PROBLEM TO SOLVE = All entries must be set down once more, precisely as given.

DATA EXTRACTS =
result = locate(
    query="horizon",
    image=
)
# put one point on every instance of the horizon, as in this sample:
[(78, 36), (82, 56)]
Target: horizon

SOLUTION =
result = locate(
    query="horizon",
    image=
)
# put one point on every instance of the horizon, as in this sample:
[(78, 36), (82, 56)]
Target: horizon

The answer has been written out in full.